## Your instructions
Among the lines below, copy exactly those from the one with "Can you see the small" through the one with "Can you see the tree bark?", counting both ends.

Saved entries
+++

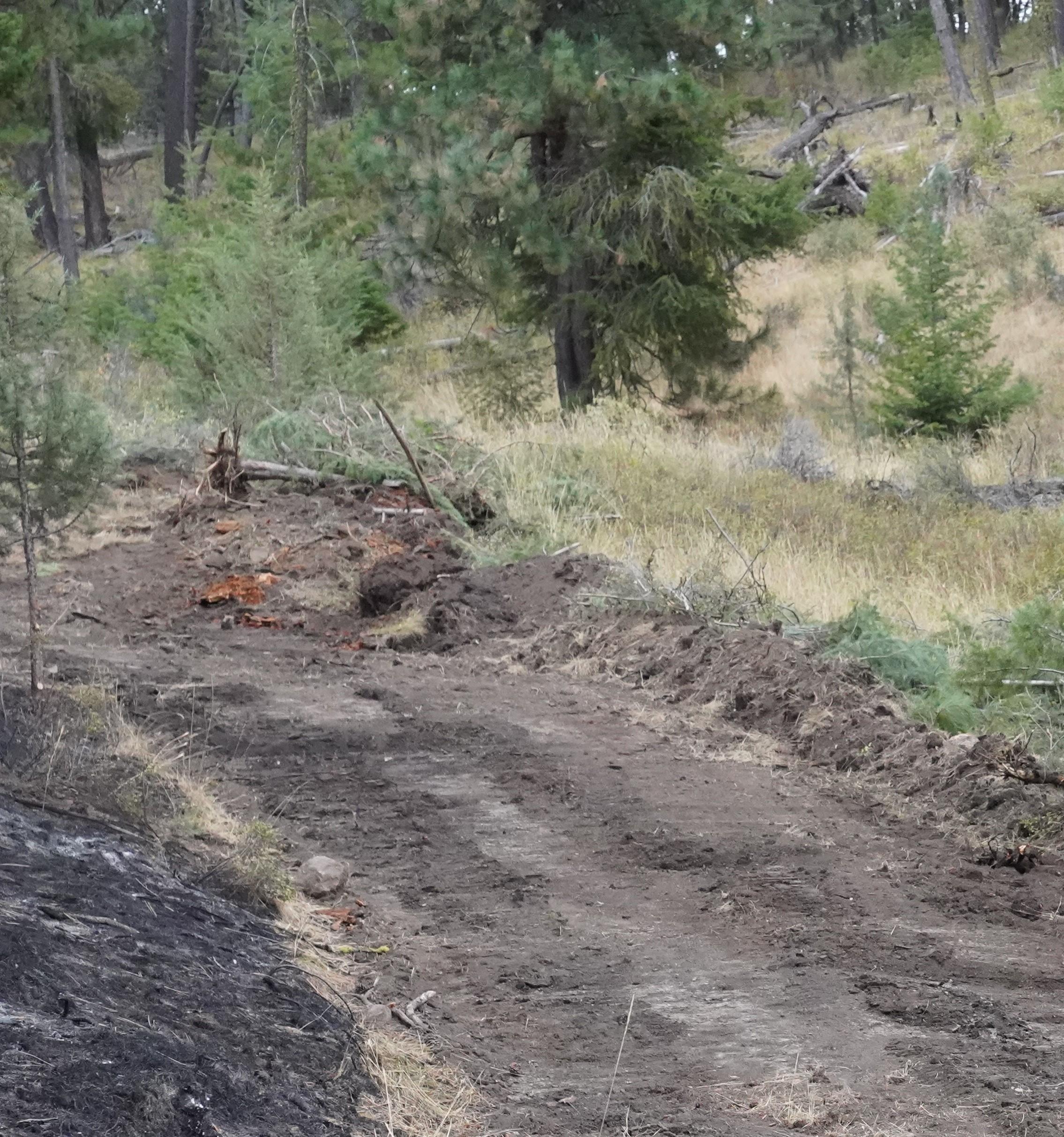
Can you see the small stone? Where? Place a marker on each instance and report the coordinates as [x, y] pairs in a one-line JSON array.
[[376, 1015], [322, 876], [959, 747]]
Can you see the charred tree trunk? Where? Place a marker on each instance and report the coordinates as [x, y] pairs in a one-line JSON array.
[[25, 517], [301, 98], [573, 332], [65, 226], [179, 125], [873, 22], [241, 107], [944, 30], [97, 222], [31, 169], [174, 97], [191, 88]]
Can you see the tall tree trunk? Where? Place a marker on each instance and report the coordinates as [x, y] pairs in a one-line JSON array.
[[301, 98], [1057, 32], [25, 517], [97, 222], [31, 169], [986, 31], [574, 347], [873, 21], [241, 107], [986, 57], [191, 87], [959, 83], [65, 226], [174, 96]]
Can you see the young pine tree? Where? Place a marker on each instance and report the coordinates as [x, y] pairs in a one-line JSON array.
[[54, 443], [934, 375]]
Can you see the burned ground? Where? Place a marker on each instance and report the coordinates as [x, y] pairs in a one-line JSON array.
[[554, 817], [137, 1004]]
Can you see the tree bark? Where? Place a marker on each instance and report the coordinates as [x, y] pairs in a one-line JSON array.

+++

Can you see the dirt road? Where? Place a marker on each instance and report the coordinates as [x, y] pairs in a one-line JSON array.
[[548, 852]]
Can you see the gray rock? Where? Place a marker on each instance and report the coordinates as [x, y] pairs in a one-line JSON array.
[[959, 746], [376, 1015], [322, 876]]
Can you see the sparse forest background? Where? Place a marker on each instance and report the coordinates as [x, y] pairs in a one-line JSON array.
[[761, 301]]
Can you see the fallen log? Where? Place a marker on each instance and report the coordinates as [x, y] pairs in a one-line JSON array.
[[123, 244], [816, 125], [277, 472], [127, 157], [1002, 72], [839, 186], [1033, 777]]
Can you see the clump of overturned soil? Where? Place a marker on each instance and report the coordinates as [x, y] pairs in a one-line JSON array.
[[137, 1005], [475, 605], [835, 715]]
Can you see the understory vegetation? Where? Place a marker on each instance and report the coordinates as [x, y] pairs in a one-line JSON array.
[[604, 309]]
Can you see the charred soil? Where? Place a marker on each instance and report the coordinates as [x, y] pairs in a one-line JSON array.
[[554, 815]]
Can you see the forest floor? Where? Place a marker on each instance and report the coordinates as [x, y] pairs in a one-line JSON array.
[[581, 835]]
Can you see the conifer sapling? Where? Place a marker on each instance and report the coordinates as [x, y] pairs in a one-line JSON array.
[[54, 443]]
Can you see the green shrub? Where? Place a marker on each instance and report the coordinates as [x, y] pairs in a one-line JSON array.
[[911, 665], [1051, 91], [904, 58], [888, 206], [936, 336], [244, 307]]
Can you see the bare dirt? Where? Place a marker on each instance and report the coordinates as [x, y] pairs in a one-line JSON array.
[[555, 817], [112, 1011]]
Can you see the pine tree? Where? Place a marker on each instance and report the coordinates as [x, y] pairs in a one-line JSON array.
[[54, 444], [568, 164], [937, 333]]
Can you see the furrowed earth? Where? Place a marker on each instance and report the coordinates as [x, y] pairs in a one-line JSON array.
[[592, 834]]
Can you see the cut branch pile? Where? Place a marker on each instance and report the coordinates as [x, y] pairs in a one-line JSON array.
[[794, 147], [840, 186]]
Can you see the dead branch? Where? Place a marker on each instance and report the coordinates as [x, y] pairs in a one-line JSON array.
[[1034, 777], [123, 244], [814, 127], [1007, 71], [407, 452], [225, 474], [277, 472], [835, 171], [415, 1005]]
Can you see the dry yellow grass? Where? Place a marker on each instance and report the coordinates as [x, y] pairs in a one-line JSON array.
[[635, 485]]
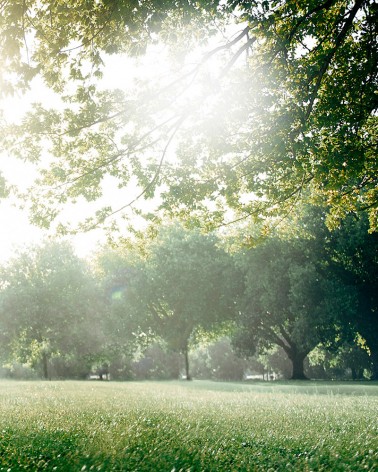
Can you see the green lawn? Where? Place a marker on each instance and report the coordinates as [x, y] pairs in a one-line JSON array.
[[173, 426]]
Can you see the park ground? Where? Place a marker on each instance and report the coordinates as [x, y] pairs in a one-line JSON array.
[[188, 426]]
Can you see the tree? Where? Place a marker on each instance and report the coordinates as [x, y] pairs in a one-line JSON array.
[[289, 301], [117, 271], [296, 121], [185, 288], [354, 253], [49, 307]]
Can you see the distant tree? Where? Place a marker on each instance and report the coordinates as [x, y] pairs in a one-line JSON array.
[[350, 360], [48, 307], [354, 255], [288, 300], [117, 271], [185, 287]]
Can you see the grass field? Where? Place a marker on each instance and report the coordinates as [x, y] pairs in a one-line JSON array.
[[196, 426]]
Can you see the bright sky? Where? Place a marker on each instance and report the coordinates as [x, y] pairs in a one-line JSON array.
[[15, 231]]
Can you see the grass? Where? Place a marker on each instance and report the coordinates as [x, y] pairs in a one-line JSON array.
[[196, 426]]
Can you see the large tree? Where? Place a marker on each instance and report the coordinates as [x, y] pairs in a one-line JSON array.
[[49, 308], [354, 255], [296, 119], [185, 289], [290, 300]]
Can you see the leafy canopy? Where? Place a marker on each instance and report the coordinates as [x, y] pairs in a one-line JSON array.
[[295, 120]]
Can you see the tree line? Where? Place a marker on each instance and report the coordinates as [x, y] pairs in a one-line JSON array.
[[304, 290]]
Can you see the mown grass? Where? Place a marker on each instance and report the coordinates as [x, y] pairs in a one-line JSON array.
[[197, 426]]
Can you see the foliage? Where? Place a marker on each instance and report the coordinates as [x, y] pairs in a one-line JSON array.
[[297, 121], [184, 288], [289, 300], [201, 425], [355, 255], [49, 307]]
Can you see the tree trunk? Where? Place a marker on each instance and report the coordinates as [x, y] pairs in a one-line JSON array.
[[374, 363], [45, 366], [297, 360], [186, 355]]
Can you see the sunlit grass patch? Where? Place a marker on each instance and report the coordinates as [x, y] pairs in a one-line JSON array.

+++

## Answer space
Can you see the small stone? Where? Place a marker on each instance and report the coordinates as [x, y] pairs in a one-line JSON array.
[[376, 1015], [322, 876], [959, 747]]
Can you see the charred tree trunk? Where? Place a marker on each instance and report the coordinates as [x, y] pairs in a one-line JSON array.
[[25, 517], [301, 98], [573, 332], [65, 226], [179, 125], [873, 22], [241, 107], [944, 30], [97, 222], [31, 169], [174, 97], [191, 88]]
Can you see the tall tree trunk? Where? Place a marker on each instance and report the coordinates as [x, y] pairs in a one-line JSON array.
[[301, 98], [1057, 32], [25, 517], [97, 222], [31, 169], [986, 31], [574, 347], [873, 21], [241, 107], [986, 57], [191, 87], [959, 83], [65, 226], [174, 96]]
Can you see the young pine tree? Where? Place a marker on each instance and report the coordinates as [x, y] pairs in a one-line JSON array.
[[54, 443], [934, 375]]
Can you see the burned ground? Where? Place a marker on each instance and report the coordinates as [x, y] pairs in a one-line JSON array.
[[554, 817], [137, 1004]]
Can you see the tree bark? Where? Place a marker on each instance and report the coordinates as [x, y] pairs in a one-line JSON array.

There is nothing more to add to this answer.